━━ PROVIDED RECORDS ━━

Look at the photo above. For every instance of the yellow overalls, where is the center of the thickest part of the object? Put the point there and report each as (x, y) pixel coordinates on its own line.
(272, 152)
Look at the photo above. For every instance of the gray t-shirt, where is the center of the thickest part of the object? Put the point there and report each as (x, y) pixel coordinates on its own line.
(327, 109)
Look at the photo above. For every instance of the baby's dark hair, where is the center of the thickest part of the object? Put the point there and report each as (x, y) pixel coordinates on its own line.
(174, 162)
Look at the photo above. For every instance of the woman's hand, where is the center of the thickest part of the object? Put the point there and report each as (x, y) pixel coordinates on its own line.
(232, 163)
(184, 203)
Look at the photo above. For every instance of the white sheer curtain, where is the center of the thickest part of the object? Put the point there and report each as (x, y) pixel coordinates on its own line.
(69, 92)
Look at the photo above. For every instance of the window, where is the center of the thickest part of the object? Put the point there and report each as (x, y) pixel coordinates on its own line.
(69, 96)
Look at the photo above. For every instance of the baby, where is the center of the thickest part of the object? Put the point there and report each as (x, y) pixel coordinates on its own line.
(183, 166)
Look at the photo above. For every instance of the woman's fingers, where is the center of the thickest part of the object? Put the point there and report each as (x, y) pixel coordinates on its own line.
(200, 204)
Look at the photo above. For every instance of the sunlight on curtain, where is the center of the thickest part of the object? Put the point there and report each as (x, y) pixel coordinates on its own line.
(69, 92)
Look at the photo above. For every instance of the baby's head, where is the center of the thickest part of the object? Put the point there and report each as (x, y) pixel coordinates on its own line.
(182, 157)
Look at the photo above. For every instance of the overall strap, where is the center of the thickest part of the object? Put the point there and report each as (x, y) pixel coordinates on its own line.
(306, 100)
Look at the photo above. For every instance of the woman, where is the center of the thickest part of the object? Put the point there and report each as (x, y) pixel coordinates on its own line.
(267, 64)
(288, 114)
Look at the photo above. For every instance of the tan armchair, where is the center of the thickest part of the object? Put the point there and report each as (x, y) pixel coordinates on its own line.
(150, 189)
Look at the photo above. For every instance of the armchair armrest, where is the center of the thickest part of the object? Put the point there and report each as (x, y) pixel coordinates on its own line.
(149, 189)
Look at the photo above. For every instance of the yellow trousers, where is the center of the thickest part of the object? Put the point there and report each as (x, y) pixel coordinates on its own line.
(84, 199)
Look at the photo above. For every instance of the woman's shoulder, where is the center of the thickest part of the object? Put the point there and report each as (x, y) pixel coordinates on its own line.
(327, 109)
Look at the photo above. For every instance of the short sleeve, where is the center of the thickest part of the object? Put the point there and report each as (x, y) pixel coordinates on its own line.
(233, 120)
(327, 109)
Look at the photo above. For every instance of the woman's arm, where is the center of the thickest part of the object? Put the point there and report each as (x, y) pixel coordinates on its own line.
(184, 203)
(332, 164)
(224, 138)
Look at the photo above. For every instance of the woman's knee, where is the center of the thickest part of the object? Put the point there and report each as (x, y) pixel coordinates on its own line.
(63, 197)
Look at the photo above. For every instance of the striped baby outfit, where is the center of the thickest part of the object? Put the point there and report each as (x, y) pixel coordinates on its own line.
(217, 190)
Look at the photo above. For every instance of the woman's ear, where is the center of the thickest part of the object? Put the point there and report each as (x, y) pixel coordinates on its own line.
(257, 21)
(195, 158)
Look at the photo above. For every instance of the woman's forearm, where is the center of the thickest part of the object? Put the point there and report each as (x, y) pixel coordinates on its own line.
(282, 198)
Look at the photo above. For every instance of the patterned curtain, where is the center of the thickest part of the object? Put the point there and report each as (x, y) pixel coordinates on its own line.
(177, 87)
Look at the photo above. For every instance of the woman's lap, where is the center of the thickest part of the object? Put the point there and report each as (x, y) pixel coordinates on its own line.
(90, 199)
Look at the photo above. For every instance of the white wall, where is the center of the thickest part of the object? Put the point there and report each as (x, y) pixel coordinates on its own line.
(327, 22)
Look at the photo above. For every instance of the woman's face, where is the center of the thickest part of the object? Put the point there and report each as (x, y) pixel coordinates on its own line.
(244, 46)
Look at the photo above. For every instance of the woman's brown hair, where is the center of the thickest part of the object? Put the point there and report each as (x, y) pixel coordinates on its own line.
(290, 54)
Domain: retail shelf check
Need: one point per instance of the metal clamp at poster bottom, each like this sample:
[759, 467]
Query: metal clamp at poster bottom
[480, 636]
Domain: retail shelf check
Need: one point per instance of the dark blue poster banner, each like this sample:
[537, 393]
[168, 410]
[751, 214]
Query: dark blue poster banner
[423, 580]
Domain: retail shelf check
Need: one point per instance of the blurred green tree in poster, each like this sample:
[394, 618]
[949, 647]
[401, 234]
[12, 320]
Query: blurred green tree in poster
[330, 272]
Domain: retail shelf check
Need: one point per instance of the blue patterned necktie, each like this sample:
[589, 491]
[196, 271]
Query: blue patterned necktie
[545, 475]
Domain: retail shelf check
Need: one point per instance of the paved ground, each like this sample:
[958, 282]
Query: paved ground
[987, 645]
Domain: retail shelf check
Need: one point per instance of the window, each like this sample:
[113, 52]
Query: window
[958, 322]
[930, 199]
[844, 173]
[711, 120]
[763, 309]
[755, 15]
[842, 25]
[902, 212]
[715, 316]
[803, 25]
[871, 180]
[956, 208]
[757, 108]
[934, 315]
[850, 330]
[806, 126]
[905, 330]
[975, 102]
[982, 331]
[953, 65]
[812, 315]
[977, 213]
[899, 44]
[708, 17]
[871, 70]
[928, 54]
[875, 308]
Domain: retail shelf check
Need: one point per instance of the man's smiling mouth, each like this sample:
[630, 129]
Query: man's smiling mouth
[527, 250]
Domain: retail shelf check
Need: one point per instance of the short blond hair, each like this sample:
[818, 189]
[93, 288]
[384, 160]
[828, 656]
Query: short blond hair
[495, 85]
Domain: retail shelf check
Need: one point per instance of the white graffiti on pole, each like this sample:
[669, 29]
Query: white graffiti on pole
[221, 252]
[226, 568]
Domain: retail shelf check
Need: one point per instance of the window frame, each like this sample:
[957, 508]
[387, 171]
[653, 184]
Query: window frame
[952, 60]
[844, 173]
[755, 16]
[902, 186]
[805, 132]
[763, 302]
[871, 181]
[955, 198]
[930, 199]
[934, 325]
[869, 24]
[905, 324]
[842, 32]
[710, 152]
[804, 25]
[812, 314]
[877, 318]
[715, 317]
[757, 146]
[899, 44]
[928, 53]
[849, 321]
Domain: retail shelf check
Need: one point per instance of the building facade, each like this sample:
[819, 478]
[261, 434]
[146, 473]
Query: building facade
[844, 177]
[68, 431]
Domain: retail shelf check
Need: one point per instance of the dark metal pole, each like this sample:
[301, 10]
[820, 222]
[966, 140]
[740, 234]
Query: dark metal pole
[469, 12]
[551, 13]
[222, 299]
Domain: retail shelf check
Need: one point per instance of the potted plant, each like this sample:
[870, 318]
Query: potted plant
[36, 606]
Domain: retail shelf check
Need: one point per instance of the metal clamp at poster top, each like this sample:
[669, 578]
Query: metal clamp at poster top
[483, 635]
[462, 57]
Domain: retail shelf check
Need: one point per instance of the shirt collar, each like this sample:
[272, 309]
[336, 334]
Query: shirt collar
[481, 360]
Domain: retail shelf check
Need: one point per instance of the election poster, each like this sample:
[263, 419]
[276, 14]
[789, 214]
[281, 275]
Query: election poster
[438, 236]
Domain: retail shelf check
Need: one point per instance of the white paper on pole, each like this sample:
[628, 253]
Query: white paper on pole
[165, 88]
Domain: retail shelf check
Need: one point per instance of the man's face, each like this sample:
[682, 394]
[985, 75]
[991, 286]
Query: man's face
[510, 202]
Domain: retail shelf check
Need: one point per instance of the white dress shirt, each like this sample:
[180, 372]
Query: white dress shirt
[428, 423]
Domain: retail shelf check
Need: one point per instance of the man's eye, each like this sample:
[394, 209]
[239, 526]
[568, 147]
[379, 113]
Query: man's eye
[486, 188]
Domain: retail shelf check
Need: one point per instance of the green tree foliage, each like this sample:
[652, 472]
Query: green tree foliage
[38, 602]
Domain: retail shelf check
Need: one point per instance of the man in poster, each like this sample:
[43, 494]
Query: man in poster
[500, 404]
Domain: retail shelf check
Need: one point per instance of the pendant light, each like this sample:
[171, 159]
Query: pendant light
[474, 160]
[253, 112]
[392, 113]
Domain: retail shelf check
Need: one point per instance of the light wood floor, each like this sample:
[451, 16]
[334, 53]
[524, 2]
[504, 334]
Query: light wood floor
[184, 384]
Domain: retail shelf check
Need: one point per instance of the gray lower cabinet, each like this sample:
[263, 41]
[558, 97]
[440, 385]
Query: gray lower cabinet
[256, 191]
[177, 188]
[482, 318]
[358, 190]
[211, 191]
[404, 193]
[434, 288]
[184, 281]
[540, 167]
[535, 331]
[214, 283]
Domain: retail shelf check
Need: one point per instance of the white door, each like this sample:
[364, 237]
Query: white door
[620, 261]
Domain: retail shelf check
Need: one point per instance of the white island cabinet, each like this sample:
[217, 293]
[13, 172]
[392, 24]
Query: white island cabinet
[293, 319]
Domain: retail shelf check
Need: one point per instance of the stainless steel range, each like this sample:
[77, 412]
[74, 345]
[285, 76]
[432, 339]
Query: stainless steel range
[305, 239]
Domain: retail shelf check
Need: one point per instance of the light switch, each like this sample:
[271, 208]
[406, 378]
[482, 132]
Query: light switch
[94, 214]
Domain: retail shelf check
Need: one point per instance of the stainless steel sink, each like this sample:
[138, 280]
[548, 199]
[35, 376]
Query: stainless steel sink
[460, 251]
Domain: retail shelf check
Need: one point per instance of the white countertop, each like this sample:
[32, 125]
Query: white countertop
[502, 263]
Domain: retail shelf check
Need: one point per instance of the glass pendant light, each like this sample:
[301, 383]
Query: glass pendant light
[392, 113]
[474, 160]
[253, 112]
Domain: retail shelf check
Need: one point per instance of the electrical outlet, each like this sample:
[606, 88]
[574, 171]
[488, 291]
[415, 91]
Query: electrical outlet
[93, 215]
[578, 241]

━━━

SET PROBLEM >> Show each line of the records that contains the word "lower", copying every such line in full.

SOLUTION TO THIS EXERCISE >>
Need: one point per instance of the gray lower cabinet, each like this sample:
Query: gray lower cabinet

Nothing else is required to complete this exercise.